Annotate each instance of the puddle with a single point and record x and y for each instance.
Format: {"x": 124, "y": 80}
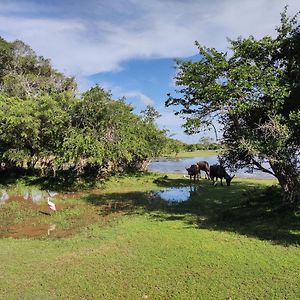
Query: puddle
{"x": 177, "y": 194}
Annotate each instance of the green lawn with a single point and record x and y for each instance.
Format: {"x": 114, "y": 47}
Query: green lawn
{"x": 223, "y": 243}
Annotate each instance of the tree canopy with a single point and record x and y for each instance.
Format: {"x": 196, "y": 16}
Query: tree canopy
{"x": 46, "y": 127}
{"x": 253, "y": 91}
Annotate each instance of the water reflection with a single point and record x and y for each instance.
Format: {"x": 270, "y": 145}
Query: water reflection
{"x": 178, "y": 166}
{"x": 33, "y": 194}
{"x": 178, "y": 194}
{"x": 36, "y": 196}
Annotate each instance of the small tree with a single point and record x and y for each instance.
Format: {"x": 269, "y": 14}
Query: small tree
{"x": 254, "y": 93}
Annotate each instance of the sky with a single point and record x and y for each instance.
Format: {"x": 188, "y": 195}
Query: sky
{"x": 129, "y": 46}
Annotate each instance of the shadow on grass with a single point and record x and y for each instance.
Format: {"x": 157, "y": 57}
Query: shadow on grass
{"x": 247, "y": 209}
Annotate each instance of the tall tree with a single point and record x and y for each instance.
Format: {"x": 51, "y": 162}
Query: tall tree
{"x": 254, "y": 93}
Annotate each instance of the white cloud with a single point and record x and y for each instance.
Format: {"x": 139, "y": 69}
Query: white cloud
{"x": 145, "y": 100}
{"x": 85, "y": 46}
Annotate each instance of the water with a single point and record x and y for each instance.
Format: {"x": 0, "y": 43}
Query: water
{"x": 179, "y": 166}
{"x": 34, "y": 195}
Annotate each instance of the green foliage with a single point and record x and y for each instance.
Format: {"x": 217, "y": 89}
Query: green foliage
{"x": 24, "y": 74}
{"x": 253, "y": 93}
{"x": 212, "y": 246}
{"x": 45, "y": 127}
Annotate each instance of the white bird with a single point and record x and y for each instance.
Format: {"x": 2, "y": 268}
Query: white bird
{"x": 51, "y": 205}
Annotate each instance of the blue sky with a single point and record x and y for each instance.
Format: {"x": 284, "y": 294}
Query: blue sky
{"x": 129, "y": 46}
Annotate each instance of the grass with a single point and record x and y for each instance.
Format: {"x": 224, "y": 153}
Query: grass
{"x": 223, "y": 243}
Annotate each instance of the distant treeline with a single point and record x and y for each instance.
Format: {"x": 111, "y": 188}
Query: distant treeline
{"x": 47, "y": 128}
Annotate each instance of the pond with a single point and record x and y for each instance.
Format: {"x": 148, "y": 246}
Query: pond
{"x": 178, "y": 165}
{"x": 178, "y": 194}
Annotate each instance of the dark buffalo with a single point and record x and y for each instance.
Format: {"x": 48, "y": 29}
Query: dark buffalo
{"x": 217, "y": 171}
{"x": 193, "y": 171}
{"x": 204, "y": 166}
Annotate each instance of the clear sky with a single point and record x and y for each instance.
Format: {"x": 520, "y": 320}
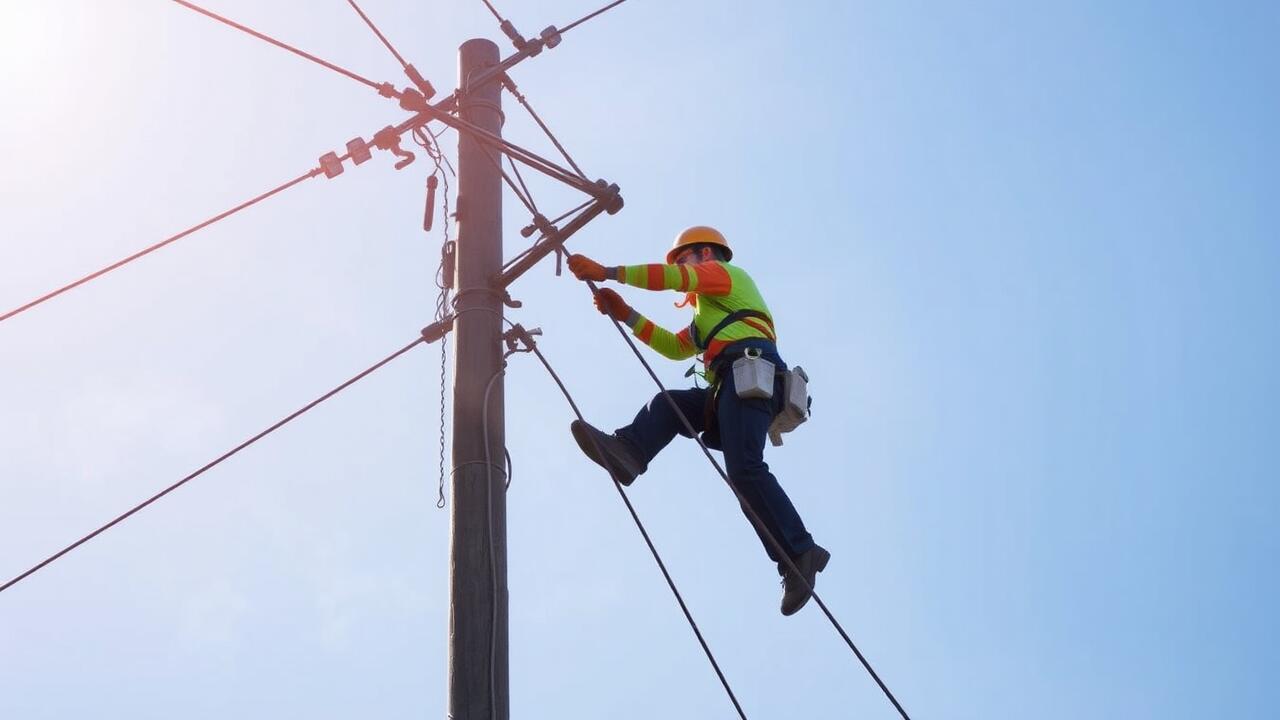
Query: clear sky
{"x": 1027, "y": 251}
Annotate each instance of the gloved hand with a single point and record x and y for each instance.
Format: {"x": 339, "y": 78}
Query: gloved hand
{"x": 611, "y": 304}
{"x": 586, "y": 269}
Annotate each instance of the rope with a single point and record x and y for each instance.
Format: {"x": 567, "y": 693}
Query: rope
{"x": 278, "y": 44}
{"x": 580, "y": 21}
{"x": 211, "y": 464}
{"x": 755, "y": 519}
{"x": 378, "y": 32}
{"x": 648, "y": 541}
{"x": 159, "y": 245}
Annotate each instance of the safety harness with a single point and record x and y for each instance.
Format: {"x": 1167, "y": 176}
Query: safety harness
{"x": 736, "y": 315}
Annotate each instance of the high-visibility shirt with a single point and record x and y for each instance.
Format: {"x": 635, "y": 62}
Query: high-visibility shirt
{"x": 717, "y": 288}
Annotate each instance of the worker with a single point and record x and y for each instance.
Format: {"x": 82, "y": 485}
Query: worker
{"x": 731, "y": 320}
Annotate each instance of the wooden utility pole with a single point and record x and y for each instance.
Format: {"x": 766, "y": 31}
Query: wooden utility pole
{"x": 478, "y": 547}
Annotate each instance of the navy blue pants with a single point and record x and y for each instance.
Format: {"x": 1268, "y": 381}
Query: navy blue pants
{"x": 741, "y": 427}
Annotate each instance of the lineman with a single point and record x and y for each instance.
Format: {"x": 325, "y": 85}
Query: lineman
{"x": 730, "y": 322}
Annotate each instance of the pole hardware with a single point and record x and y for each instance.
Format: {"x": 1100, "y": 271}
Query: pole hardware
{"x": 429, "y": 210}
{"x": 516, "y": 336}
{"x": 448, "y": 261}
{"x": 539, "y": 224}
{"x": 423, "y": 85}
{"x": 388, "y": 139}
{"x": 437, "y": 329}
{"x": 330, "y": 164}
{"x": 357, "y": 150}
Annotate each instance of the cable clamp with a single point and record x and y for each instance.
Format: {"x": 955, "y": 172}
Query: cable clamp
{"x": 437, "y": 329}
{"x": 388, "y": 139}
{"x": 423, "y": 85}
{"x": 551, "y": 36}
{"x": 539, "y": 224}
{"x": 415, "y": 101}
{"x": 516, "y": 336}
{"x": 608, "y": 195}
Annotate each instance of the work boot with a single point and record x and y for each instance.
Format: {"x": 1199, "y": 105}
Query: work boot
{"x": 618, "y": 459}
{"x": 795, "y": 593}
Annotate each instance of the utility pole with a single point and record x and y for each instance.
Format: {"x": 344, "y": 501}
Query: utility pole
{"x": 478, "y": 545}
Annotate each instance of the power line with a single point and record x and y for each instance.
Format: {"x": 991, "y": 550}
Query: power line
{"x": 520, "y": 98}
{"x": 492, "y": 9}
{"x": 378, "y": 32}
{"x": 755, "y": 519}
{"x": 278, "y": 44}
{"x": 309, "y": 174}
{"x": 215, "y": 461}
{"x": 583, "y": 19}
{"x": 648, "y": 541}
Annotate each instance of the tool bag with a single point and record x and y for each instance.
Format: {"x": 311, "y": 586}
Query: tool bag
{"x": 795, "y": 405}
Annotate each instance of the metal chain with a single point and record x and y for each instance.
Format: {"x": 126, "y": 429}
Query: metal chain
{"x": 442, "y": 301}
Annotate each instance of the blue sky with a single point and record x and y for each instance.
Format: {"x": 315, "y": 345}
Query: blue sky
{"x": 1028, "y": 253}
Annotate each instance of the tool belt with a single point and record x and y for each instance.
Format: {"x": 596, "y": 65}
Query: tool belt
{"x": 757, "y": 378}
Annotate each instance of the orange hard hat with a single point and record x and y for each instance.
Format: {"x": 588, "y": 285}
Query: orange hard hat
{"x": 699, "y": 235}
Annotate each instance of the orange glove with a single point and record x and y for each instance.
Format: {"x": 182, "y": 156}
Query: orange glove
{"x": 586, "y": 269}
{"x": 611, "y": 304}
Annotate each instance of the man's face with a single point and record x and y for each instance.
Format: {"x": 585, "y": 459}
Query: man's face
{"x": 691, "y": 255}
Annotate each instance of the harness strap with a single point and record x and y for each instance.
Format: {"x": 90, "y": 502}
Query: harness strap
{"x": 703, "y": 343}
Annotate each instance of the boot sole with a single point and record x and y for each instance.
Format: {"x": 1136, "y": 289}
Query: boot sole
{"x": 822, "y": 565}
{"x": 583, "y": 436}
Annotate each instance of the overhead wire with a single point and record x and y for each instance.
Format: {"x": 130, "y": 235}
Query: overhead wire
{"x": 213, "y": 463}
{"x": 653, "y": 550}
{"x": 497, "y": 164}
{"x": 378, "y": 32}
{"x": 169, "y": 240}
{"x": 278, "y": 44}
{"x": 583, "y": 19}
{"x": 494, "y": 10}
{"x": 752, "y": 515}
{"x": 524, "y": 101}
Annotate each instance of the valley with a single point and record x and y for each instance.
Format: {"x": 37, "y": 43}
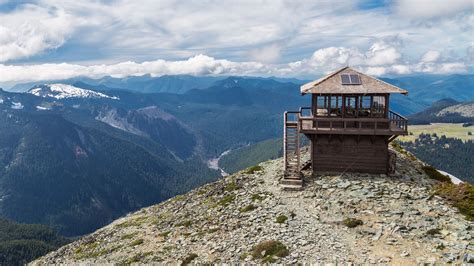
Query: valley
{"x": 108, "y": 151}
{"x": 450, "y": 130}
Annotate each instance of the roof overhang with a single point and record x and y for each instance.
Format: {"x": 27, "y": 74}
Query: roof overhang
{"x": 331, "y": 84}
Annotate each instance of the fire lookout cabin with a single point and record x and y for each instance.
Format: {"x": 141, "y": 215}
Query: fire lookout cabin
{"x": 349, "y": 125}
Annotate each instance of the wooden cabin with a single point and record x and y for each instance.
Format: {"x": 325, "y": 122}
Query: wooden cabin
{"x": 349, "y": 125}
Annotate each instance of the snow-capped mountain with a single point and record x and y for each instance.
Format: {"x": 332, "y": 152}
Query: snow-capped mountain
{"x": 64, "y": 91}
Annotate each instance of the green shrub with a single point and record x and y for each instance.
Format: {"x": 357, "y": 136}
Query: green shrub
{"x": 186, "y": 223}
{"x": 164, "y": 234}
{"x": 128, "y": 236}
{"x": 269, "y": 249}
{"x": 137, "y": 242}
{"x": 432, "y": 173}
{"x": 248, "y": 208}
{"x": 351, "y": 222}
{"x": 253, "y": 169}
{"x": 189, "y": 258}
{"x": 231, "y": 186}
{"x": 281, "y": 219}
{"x": 226, "y": 200}
{"x": 461, "y": 196}
{"x": 433, "y": 232}
{"x": 396, "y": 146}
{"x": 257, "y": 197}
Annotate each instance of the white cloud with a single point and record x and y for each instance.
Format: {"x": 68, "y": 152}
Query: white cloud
{"x": 381, "y": 53}
{"x": 420, "y": 9}
{"x": 32, "y": 30}
{"x": 266, "y": 54}
{"x": 431, "y": 56}
{"x": 249, "y": 37}
{"x": 380, "y": 59}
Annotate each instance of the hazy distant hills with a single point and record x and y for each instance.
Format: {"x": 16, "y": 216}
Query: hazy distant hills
{"x": 75, "y": 159}
{"x": 146, "y": 83}
{"x": 423, "y": 89}
{"x": 108, "y": 150}
{"x": 445, "y": 111}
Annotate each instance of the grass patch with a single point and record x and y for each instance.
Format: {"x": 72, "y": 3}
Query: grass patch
{"x": 267, "y": 250}
{"x": 137, "y": 242}
{"x": 248, "y": 208}
{"x": 231, "y": 186}
{"x": 281, "y": 218}
{"x": 253, "y": 169}
{"x": 133, "y": 222}
{"x": 292, "y": 215}
{"x": 433, "y": 232}
{"x": 213, "y": 230}
{"x": 432, "y": 173}
{"x": 137, "y": 258}
{"x": 461, "y": 196}
{"x": 189, "y": 258}
{"x": 178, "y": 198}
{"x": 396, "y": 146}
{"x": 352, "y": 222}
{"x": 186, "y": 223}
{"x": 226, "y": 200}
{"x": 202, "y": 191}
{"x": 91, "y": 250}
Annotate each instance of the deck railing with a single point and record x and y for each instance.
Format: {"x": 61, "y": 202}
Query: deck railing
{"x": 393, "y": 124}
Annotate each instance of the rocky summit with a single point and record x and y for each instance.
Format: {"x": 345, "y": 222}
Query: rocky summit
{"x": 247, "y": 217}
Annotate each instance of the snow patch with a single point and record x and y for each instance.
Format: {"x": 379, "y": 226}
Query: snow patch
{"x": 17, "y": 105}
{"x": 42, "y": 108}
{"x": 454, "y": 179}
{"x": 65, "y": 91}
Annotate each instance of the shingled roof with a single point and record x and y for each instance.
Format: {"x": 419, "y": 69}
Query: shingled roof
{"x": 331, "y": 84}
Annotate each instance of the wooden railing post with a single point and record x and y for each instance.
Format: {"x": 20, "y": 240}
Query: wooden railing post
{"x": 284, "y": 140}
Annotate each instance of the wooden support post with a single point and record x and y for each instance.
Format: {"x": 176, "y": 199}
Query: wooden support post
{"x": 371, "y": 105}
{"x": 329, "y": 105}
{"x": 284, "y": 140}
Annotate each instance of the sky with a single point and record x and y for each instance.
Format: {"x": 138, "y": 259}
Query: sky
{"x": 60, "y": 39}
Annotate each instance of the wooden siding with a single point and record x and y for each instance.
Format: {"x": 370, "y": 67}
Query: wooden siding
{"x": 367, "y": 154}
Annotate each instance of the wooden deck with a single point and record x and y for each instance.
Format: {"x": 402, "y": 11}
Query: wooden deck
{"x": 395, "y": 124}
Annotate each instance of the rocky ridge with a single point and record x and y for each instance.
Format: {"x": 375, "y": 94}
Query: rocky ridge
{"x": 401, "y": 223}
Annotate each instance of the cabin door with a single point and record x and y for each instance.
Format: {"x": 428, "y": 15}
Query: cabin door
{"x": 350, "y": 110}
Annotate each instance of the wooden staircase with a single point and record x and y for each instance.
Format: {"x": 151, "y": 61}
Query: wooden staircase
{"x": 292, "y": 179}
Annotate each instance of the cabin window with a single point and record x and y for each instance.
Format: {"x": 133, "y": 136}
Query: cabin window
{"x": 365, "y": 106}
{"x": 378, "y": 107}
{"x": 350, "y": 79}
{"x": 345, "y": 79}
{"x": 336, "y": 106}
{"x": 350, "y": 105}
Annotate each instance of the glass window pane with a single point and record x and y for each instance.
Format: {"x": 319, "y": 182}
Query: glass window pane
{"x": 345, "y": 79}
{"x": 355, "y": 79}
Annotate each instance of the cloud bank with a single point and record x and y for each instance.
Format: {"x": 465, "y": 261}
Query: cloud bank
{"x": 380, "y": 59}
{"x": 54, "y": 39}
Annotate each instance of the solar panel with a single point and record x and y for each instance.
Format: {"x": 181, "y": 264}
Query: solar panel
{"x": 345, "y": 79}
{"x": 355, "y": 79}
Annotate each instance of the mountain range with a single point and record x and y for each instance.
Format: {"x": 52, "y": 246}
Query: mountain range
{"x": 75, "y": 155}
{"x": 246, "y": 218}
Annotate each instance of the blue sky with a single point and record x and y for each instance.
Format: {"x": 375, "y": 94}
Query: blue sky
{"x": 53, "y": 39}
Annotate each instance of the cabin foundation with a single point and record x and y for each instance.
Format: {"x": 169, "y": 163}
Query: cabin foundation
{"x": 349, "y": 125}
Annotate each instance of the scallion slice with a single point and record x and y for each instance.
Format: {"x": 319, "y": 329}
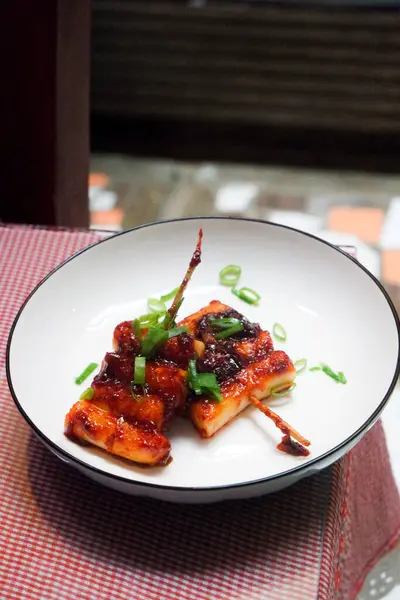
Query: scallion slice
{"x": 137, "y": 330}
{"x": 169, "y": 296}
{"x": 229, "y": 331}
{"x": 156, "y": 306}
{"x": 300, "y": 365}
{"x": 135, "y": 396}
{"x": 338, "y": 377}
{"x": 277, "y": 392}
{"x": 139, "y": 374}
{"x": 224, "y": 322}
{"x": 247, "y": 295}
{"x": 193, "y": 377}
{"x": 155, "y": 337}
{"x": 149, "y": 319}
{"x": 203, "y": 383}
{"x": 85, "y": 374}
{"x": 174, "y": 331}
{"x": 230, "y": 275}
{"x": 279, "y": 332}
{"x": 87, "y": 394}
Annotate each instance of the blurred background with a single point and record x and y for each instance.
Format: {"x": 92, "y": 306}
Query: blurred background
{"x": 121, "y": 112}
{"x": 283, "y": 111}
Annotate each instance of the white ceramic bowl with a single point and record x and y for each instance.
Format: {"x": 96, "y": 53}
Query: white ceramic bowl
{"x": 333, "y": 311}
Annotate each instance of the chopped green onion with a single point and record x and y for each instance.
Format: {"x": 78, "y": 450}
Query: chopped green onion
{"x": 300, "y": 365}
{"x": 135, "y": 396}
{"x": 169, "y": 296}
{"x": 156, "y": 306}
{"x": 230, "y": 331}
{"x": 247, "y": 295}
{"x": 224, "y": 322}
{"x": 155, "y": 337}
{"x": 279, "y": 332}
{"x": 87, "y": 394}
{"x": 149, "y": 319}
{"x": 176, "y": 331}
{"x": 203, "y": 383}
{"x": 230, "y": 275}
{"x": 139, "y": 375}
{"x": 85, "y": 374}
{"x": 338, "y": 377}
{"x": 278, "y": 394}
{"x": 136, "y": 329}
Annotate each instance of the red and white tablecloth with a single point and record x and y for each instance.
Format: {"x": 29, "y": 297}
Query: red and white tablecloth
{"x": 63, "y": 536}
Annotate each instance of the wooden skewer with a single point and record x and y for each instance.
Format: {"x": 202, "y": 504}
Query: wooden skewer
{"x": 280, "y": 423}
{"x": 195, "y": 261}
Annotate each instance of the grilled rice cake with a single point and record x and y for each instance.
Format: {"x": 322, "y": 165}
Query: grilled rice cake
{"x": 245, "y": 365}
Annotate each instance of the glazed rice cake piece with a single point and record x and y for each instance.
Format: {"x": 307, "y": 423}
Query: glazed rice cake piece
{"x": 276, "y": 371}
{"x": 86, "y": 423}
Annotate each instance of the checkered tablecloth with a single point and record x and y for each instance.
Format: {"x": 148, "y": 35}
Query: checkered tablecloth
{"x": 63, "y": 536}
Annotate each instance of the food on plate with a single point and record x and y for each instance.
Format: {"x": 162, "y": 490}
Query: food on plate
{"x": 208, "y": 367}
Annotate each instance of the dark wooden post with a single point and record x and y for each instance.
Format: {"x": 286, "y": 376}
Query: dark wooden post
{"x": 44, "y": 111}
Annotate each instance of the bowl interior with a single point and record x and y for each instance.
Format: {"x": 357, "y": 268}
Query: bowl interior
{"x": 332, "y": 310}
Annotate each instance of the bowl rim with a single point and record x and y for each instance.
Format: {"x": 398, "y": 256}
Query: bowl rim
{"x": 82, "y": 465}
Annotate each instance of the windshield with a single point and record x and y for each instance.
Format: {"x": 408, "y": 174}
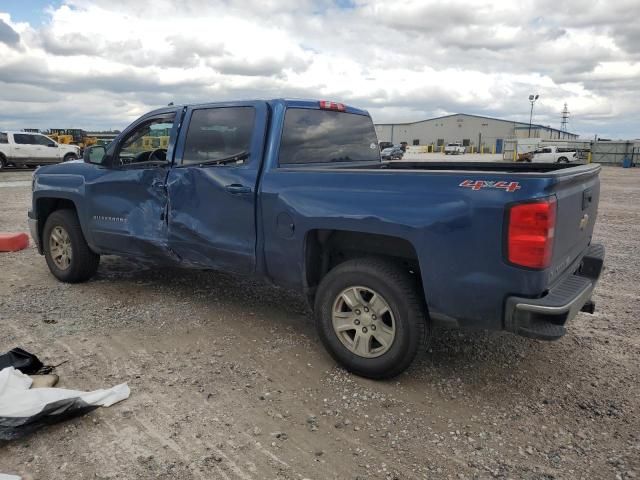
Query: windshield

=====

Beginning with the line that holds "Annotate each instance of the food" and ending with the last line of the material above, extract every line exactly, pictures excluded.

Annotate each instance of the food on plate with a single point and record x and y for each instance.
Format: {"x": 162, "y": 490}
Query: food on plate
{"x": 208, "y": 367}
Annotate each instance of the dark wooden post with a single point and record x and y for each instance.
Format: {"x": 286, "y": 376}
Query: dark wooden post
{"x": 44, "y": 111}
Annotate each instance of the bowl interior with a single point and record x and y for each instance.
Format: {"x": 357, "y": 268}
Query: bowl interior
{"x": 332, "y": 310}
Annotate each instance of the bowl rim with a single point and record x and y for each instance.
Format: {"x": 398, "y": 256}
Query: bowl rim
{"x": 82, "y": 465}
Annotate each instance of the windshield with a single point and record x and y for each instance.
Format: {"x": 408, "y": 174}
Query: windshield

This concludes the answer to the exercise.